● Short exercise: Copy the lines below word for word, beginning at the line that contains "# point at: green metal" and continuing through the end of the records.

○ ○ ○ ○ ○ ○ ○

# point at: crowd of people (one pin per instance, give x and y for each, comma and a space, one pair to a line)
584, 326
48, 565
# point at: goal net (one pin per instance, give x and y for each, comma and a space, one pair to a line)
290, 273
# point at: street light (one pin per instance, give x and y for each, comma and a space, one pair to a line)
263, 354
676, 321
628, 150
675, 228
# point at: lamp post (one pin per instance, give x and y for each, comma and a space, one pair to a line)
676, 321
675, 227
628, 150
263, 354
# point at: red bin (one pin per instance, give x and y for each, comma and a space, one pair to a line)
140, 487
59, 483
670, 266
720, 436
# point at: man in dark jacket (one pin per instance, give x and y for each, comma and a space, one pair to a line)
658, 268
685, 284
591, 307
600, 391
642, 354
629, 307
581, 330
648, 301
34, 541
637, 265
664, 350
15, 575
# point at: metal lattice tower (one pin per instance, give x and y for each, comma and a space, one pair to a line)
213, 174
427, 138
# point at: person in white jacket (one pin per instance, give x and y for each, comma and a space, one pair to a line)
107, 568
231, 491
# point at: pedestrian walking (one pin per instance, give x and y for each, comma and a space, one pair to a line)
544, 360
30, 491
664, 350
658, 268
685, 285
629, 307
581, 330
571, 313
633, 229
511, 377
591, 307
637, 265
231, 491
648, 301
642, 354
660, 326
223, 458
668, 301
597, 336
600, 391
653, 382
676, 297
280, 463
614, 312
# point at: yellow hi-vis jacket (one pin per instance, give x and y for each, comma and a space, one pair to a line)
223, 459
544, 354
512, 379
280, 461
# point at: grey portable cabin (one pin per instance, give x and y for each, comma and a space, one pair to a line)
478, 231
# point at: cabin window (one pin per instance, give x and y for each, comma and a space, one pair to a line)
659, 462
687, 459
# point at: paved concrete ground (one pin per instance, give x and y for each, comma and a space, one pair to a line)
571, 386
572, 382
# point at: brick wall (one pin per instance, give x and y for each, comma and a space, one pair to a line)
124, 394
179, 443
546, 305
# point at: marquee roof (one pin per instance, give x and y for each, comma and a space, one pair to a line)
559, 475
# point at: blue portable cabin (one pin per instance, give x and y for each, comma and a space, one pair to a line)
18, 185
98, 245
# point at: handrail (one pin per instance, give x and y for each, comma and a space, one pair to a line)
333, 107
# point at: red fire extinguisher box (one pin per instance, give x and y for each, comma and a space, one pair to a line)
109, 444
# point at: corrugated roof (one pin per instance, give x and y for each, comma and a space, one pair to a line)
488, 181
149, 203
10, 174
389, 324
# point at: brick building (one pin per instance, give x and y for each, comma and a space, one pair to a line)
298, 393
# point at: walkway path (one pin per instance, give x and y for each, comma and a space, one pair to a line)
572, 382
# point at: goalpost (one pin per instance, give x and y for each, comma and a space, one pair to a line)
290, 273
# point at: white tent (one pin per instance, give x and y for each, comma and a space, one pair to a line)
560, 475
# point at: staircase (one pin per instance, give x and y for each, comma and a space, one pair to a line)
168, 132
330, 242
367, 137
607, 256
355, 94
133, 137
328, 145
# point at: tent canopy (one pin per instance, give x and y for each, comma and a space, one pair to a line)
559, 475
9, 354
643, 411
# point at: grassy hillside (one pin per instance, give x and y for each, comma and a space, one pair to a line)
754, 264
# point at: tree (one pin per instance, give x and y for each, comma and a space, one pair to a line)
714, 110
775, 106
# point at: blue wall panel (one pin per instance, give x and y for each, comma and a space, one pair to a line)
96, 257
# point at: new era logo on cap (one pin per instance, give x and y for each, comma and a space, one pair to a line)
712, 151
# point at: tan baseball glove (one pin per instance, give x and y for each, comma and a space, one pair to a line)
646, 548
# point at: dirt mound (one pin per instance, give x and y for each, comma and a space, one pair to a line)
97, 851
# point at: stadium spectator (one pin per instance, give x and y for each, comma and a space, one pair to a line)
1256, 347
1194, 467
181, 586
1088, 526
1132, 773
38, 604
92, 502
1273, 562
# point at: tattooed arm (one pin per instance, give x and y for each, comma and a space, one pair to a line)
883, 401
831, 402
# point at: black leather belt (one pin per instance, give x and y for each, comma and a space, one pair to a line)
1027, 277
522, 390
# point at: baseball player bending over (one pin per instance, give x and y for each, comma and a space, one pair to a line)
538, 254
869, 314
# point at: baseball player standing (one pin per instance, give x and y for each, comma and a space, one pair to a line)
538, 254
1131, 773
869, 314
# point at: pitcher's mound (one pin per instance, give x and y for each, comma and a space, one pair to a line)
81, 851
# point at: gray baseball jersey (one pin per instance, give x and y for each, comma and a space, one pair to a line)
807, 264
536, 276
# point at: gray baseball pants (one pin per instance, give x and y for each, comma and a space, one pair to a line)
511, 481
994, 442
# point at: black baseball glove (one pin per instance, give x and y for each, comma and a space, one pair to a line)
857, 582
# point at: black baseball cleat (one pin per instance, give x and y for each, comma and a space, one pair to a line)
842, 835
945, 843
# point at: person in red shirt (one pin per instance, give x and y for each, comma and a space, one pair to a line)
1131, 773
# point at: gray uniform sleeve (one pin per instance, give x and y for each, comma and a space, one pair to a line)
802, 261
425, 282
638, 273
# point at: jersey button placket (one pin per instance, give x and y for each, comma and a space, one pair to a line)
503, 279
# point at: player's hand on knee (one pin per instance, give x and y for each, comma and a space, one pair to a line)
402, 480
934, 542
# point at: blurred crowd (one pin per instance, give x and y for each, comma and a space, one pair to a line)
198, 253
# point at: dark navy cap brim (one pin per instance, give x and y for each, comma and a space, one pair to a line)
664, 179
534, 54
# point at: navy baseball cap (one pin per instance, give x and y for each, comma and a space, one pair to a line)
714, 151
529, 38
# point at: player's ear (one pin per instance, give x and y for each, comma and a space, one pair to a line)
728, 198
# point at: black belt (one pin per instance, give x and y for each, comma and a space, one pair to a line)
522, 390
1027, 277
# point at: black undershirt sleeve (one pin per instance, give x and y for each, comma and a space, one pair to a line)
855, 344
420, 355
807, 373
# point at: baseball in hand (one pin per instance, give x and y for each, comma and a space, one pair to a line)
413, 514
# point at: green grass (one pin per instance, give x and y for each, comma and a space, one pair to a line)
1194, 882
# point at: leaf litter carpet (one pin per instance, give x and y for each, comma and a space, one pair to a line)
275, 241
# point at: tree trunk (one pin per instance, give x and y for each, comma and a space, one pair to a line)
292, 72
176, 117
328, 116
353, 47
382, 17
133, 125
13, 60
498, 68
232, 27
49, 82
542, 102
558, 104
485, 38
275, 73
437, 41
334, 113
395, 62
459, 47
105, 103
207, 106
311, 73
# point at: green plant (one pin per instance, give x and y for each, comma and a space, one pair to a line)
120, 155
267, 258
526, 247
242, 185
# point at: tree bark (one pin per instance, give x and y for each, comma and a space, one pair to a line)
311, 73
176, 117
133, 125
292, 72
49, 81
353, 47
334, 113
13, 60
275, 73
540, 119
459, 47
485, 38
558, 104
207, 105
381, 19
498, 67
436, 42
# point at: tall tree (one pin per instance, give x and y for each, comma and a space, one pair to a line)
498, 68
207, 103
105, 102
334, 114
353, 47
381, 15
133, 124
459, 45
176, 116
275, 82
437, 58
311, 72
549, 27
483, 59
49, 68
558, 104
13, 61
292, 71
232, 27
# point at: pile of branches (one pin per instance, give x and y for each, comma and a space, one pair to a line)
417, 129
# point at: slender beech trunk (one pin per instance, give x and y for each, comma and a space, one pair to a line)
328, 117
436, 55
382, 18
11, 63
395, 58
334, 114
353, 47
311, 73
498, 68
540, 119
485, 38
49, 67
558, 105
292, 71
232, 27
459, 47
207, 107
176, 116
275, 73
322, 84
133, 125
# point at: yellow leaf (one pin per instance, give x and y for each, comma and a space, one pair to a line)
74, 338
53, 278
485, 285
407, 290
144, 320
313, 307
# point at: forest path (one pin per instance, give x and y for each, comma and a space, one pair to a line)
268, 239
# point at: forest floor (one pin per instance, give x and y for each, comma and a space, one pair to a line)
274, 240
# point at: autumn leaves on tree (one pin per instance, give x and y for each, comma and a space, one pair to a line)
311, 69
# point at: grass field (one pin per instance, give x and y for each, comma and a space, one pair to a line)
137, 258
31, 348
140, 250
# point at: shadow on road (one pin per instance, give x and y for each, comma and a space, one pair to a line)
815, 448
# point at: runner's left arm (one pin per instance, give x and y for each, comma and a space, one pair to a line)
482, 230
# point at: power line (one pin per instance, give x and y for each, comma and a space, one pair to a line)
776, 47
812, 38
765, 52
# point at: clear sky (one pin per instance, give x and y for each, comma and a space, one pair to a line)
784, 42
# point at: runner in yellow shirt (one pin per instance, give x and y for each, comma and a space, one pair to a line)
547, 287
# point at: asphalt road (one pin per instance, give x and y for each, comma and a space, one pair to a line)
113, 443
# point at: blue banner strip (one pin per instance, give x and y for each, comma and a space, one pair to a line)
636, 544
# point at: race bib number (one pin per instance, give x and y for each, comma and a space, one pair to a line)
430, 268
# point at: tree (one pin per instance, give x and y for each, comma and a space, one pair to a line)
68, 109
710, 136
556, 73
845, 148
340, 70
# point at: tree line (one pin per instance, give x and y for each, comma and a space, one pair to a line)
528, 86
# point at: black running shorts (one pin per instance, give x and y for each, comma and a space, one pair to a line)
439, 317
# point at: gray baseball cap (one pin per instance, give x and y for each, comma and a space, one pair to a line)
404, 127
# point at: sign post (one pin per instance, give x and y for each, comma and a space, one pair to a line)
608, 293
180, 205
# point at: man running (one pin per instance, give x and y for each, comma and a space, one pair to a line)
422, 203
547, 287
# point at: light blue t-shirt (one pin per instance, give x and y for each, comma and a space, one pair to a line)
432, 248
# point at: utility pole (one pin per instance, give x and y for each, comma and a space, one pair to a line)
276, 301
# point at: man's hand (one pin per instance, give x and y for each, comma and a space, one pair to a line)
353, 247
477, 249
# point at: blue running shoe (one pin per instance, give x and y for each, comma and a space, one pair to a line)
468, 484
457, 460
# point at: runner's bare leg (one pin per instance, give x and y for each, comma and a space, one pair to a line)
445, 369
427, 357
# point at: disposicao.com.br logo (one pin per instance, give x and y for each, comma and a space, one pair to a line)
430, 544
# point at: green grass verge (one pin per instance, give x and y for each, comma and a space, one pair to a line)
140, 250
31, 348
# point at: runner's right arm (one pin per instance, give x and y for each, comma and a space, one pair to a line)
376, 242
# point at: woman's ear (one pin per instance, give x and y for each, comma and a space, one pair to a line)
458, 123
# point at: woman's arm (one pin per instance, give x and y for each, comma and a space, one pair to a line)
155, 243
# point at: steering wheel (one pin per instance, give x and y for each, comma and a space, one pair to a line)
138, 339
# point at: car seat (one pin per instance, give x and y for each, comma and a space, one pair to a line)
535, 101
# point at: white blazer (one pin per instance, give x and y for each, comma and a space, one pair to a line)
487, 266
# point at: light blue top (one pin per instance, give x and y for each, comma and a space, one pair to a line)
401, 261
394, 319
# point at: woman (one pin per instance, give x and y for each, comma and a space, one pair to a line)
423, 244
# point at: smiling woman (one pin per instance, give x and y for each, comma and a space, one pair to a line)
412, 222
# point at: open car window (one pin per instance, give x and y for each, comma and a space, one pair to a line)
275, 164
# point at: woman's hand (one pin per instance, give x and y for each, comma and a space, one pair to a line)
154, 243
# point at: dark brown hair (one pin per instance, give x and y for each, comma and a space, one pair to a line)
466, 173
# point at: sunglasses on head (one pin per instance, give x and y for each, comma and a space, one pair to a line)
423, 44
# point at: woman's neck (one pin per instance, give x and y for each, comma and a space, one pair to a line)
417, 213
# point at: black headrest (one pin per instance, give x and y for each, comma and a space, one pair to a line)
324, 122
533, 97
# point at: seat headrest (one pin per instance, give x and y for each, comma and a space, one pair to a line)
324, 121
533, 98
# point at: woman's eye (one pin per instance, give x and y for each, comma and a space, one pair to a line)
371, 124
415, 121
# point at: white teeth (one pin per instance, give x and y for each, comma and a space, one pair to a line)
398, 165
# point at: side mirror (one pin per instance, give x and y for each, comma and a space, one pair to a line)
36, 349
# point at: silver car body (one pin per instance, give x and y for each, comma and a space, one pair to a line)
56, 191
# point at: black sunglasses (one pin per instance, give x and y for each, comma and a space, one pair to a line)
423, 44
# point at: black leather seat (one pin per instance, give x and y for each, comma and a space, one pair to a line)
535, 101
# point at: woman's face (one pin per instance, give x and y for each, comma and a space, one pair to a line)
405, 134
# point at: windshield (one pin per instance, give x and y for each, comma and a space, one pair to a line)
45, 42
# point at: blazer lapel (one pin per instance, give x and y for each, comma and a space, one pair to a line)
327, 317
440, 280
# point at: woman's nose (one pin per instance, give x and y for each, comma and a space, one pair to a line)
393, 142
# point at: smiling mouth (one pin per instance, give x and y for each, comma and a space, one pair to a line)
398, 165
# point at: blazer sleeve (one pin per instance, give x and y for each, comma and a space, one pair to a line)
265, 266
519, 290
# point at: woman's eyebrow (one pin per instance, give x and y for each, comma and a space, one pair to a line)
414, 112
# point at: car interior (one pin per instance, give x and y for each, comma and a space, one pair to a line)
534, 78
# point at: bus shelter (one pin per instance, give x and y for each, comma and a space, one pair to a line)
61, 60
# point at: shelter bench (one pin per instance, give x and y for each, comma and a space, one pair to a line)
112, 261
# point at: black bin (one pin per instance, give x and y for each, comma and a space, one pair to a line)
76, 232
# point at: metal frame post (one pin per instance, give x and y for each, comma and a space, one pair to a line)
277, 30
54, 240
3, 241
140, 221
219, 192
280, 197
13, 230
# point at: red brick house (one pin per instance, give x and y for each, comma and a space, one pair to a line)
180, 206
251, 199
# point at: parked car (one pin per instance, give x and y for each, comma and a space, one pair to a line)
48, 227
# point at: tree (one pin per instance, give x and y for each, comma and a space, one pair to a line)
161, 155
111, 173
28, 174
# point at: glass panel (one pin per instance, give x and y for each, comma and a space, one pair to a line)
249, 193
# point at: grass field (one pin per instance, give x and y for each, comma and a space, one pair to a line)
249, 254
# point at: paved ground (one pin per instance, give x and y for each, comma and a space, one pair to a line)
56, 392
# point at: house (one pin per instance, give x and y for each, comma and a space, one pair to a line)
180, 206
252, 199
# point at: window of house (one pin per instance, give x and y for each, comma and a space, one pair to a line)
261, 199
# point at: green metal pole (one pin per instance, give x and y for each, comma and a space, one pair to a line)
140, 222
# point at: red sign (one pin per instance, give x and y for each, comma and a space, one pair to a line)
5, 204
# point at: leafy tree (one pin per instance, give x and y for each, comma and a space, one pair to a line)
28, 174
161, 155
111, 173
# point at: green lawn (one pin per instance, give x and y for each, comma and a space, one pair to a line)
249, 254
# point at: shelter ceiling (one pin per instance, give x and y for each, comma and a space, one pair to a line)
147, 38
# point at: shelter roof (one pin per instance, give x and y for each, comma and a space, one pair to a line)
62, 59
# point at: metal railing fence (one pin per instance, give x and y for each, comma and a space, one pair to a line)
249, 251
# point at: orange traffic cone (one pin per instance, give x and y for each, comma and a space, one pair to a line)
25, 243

○ ○ ○ ○ ○ ○ ○

● Solution for this exercise:
# point at: green metal pole (one pin per instance, give x and y for each, comma and a space, one pair to a line)
140, 222
# point at: red sign (one pin per instance, give x and y for each, comma and a space, one pair to a line)
5, 204
# point at: leafy tree (one pin per instance, give x and y for each, comma and a space, one pair to a line)
28, 174
161, 155
111, 173
# point at: green lawn (one pin per instance, give x and y for each, comma and a space, one pair to a line)
249, 254
# point at: shelter ceiling (one pin per instance, give x and y for each, comma and a space, one pair to a line)
147, 38
# point at: shelter roof (one pin per instance, give x and y for each, comma and a space, one pair to a line)
62, 59
# point at: metal railing fence (one pin per instance, give x and y for each, comma and a space, one pair to a line)
249, 251
# point at: orange traffic cone (one pin per instance, give x and y for each, comma and a space, one pair to a line)
25, 243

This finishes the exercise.